▸ **Complete o seguinte**
A. Segundo o texto sobre políticas públicas e violência contra a mulher, desde quando o movimento feminista no Brasil denunciava as violências cometidas contra as mulheres?
B. Dê continuidade ao texto sobre políticas públicas e violência contra a mulher a partir da última frase apresentada.

▸ **Texto fornecido**
──────

As políticas públicas, assim sendo, têm a função de agirem como solucionadoras de problemas sociais, tratando-se de uma ação do Estado frente às necessidades de determinados grupos vulneráveis. Desse modo, a escassez de pautas políticas específicas e/ou direcionadas às mulheres é extremamente preocupante, visto que essas ocupam um lugar de desigualdade e necessitam de uma assistência do Poder Judiciário para suprir problemáticas crescentes. De modo que, as mídias frequentemente relatam casos de feminicídio e violências, causados pelo simples rompimento de um relacionamento, como se determinado motivo fosse justificativa para restringir o direito à vida de alguém, mulheres não são posse dos homens, e possuem o livre arbítrio de realizar suas escolhas. Isso ocorre, pois ao longo de décadas, as mulheres foram submetidas aos homens, e consideradas como parte de sua propriedade, sem possuir direitos ou voz para se impor frente às decisões, o que empodera o ego masculino e contribui para ações violentas contra as mulheres. Por isso, a Lei Maria da Penha representa um grande marco emancipatório feminino, visto que foi fruto da organização do movimento feminista no Brasil, que desde os anos 1970 denunciava as violências cometidas contra as mulheres. Entretanto, mesmo com esse amparo legal, existem milhares de mulheres vítimas de violência que não realizam as devidas denúncias, pois sofrem de abuso e tortura psicológica por seus agressores, que por vezes, são seus próprios companheiros.

──────

▸ **Dados fornecidos**
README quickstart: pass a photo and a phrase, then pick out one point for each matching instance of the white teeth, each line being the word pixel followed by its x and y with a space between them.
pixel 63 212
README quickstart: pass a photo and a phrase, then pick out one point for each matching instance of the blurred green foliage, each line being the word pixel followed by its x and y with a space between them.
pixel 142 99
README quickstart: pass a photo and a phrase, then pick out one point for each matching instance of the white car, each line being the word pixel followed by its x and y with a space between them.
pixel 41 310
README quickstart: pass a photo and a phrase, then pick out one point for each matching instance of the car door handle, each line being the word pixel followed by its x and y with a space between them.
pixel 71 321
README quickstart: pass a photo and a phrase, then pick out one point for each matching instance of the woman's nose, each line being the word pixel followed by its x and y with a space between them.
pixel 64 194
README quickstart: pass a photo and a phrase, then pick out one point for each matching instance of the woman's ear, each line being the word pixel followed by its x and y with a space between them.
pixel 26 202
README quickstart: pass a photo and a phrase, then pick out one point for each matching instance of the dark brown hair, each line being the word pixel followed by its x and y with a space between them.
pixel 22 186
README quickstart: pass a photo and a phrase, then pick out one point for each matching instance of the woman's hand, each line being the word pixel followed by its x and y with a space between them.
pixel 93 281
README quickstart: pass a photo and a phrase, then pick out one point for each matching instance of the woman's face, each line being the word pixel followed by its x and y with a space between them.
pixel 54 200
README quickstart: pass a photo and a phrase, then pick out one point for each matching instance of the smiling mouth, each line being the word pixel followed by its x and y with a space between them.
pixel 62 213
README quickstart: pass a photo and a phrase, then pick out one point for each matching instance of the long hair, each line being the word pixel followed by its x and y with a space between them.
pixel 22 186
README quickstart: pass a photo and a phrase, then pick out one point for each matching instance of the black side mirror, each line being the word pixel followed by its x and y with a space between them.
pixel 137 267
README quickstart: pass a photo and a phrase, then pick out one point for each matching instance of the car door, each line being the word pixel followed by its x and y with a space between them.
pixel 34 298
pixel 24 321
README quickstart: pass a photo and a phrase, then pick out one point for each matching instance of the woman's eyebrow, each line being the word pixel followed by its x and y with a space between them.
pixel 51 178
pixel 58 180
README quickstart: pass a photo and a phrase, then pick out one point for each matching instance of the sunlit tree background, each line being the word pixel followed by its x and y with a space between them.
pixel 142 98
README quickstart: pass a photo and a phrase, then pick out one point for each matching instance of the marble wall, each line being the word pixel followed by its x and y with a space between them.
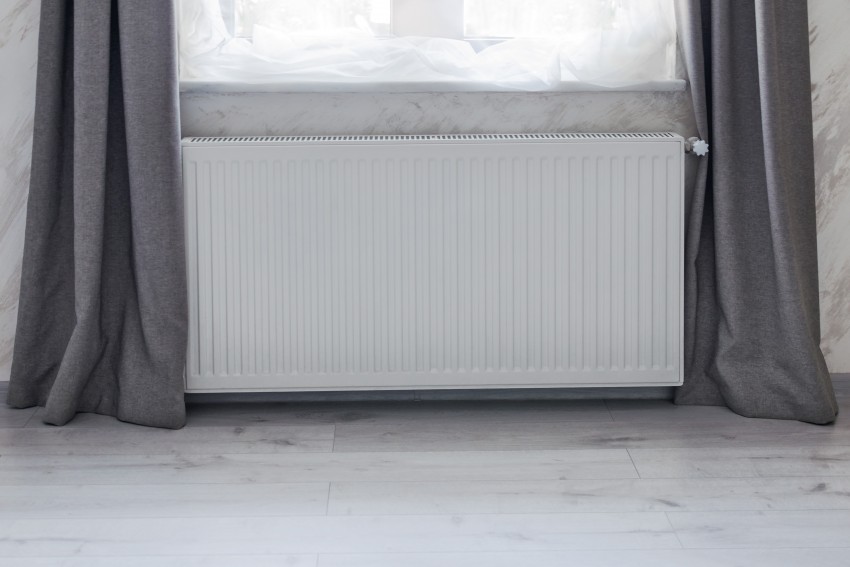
pixel 18 37
pixel 304 113
pixel 829 22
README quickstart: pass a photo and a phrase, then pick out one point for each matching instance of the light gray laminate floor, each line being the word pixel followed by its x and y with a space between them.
pixel 438 483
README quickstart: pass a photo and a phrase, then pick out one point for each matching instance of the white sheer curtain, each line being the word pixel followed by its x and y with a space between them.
pixel 529 45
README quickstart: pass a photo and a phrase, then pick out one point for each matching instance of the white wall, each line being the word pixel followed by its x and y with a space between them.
pixel 237 114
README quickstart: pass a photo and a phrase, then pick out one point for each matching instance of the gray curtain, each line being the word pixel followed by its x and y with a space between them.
pixel 102 312
pixel 752 328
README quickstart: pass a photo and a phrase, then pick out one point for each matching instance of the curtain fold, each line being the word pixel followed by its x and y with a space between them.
pixel 752 323
pixel 102 318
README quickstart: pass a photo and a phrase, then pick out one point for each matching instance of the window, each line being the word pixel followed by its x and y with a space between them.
pixel 477 44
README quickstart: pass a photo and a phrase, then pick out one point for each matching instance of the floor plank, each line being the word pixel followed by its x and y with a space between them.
pixel 134 440
pixel 314 467
pixel 586 496
pixel 438 436
pixel 242 560
pixel 742 462
pixel 336 534
pixel 596 558
pixel 163 500
pixel 454 412
pixel 794 529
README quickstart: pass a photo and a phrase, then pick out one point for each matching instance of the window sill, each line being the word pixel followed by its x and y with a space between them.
pixel 194 86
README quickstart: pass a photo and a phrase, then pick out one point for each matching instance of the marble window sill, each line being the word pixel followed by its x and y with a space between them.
pixel 192 86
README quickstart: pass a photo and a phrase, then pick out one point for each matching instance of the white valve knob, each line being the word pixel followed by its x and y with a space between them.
pixel 697 146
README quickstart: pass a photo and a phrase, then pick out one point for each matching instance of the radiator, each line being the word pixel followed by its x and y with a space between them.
pixel 469 261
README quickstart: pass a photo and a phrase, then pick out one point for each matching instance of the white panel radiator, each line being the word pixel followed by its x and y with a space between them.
pixel 375 262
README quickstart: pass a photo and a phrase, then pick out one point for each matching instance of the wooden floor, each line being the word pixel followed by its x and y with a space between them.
pixel 373 484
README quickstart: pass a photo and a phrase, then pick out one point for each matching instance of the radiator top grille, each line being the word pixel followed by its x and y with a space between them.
pixel 451 138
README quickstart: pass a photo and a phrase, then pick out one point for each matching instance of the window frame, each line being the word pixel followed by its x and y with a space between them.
pixel 674 83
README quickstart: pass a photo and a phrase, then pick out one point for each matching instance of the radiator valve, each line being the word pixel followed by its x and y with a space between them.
pixel 696 146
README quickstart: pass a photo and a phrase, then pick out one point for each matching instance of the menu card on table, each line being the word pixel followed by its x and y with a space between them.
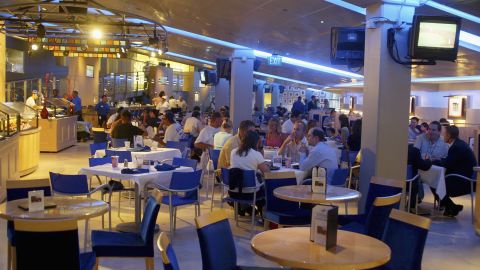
pixel 323 229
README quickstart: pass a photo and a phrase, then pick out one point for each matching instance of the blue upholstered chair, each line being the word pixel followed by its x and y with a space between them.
pixel 249 181
pixel 217 244
pixel 169 259
pixel 374 222
pixel 122 155
pixel 406 235
pixel 49 244
pixel 283 212
pixel 18 189
pixel 97 146
pixel 186 162
pixel 188 182
pixel 117 244
pixel 379 187
pixel 116 143
pixel 77 185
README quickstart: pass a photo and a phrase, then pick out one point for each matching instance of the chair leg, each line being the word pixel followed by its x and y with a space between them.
pixel 149 263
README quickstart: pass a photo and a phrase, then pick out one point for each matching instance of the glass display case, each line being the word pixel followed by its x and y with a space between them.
pixel 28 115
pixel 9 121
pixel 58 107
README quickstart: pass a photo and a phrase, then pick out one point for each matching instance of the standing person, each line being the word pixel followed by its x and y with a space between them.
pixel 234 142
pixel 460 160
pixel 77 105
pixel 182 104
pixel 298 105
pixel 413 131
pixel 102 109
pixel 312 104
pixel 274 137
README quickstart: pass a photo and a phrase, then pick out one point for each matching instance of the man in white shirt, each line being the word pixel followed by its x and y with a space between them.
pixel 287 127
pixel 193 125
pixel 174 131
pixel 321 155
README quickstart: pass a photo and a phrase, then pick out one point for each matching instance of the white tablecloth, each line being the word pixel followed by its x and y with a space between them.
pixel 435 178
pixel 298 173
pixel 161 178
pixel 159 154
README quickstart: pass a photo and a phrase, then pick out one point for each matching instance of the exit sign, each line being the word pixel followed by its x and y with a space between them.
pixel 274 60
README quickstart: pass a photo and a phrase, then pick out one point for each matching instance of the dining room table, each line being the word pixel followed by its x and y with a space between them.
pixel 291 247
pixel 140 180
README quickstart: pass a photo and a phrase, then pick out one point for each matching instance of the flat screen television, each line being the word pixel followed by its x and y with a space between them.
pixel 434 37
pixel 347 46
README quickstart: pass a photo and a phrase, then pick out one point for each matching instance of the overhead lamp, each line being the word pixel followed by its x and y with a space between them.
pixel 41 31
pixel 96 33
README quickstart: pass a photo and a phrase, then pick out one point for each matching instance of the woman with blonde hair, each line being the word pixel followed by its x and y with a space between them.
pixel 275 137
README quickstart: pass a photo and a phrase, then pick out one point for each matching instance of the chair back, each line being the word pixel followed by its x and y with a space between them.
pixel 275 180
pixel 181 145
pixel 18 189
pixel 147 228
pixel 92 162
pixel 382 187
pixel 118 142
pixel 97 146
pixel 169 259
pixel 46 244
pixel 214 154
pixel 378 215
pixel 406 235
pixel 192 163
pixel 338 177
pixel 248 177
pixel 216 241
pixel 69 184
pixel 122 155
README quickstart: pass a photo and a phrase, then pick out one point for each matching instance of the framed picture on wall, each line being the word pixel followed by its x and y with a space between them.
pixel 456 107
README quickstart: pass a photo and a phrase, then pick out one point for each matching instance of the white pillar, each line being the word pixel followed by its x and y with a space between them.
pixel 241 83
pixel 386 99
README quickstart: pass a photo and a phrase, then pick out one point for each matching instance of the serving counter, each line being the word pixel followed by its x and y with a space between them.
pixel 8 162
pixel 57 133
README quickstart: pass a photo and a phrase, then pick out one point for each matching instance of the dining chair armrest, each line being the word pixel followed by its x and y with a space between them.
pixel 460 176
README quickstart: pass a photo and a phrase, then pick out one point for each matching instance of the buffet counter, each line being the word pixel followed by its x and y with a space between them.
pixel 28 151
pixel 57 133
pixel 8 162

──────

▸ **Em resposta**
A. Desde os anos 1970.

B.
Diante disso, é nítido a necessidade de mais mulheres ocupando o Sistema Jurídico, dando lugar de fala e amparo judicial para as vítimas da desigualdade de gênero que sofrem constantemente com a cultura heteronormativa estereotipada. Dessa forma, a inclusão de mulheres nesse espaço contribui para o direcionamento da atenção à criação de novas estratégias e formas de articulação entre a vida familiar e a vida pública, visando romper com a tradicional divisão sexual do trabalho, visto que as mulheres, especificamente as negras e pobres são os segmentos mais vulneráveis e excluídos da população. O Estado possui a obrigação de reconhecer a legitimidade de ações específicas voltadas para o fortalecimento das mulheres que, enquanto grupo social diferenciado, estão em condições subordinadas na sociedade. 

4. SOLUÇÃO PARA A FALTA DE REPRESENTATIVIDADE FEMININA NO JUDICIÁRIO 

4.1. DEMOCRATIZAÇÃO DO ACESSO DAS MULHERES AO JUDICIÁRIO POR MEIO DE POLÍTICAS AFIRMATIVAS

As mulheres são um grupo vulnerável, dominado pelo grupo dominante detentor do poder econômico, político, social e cultural que obstaculiza alguns de seus direitos inerentes, sendo vítimas de preconceitos e desrespeito por meio de um discurso de ódio que inferioriza e discrimina a mulher em virtude do seu gênero, ou seja, sexismo, podendo ser consubstanciada em violência física, psicológica e simbólica. Este último é um conceito do sociólogo francês, Pierre Bourdieu, relaciona-se ao exercício do poder simbólico do dominante sobre o dominado, no caso há uma submissão e aceitação das mulheres dessa condição por consenso ou por força física, sendo inúmeros os casos de violência doméstica e feminicídio. As políticas públicas afirmativas, dessa forma, visam tutelar as mulheres e garantir seus direitos fundamentais, a dignidade humana e igualdade jurídica.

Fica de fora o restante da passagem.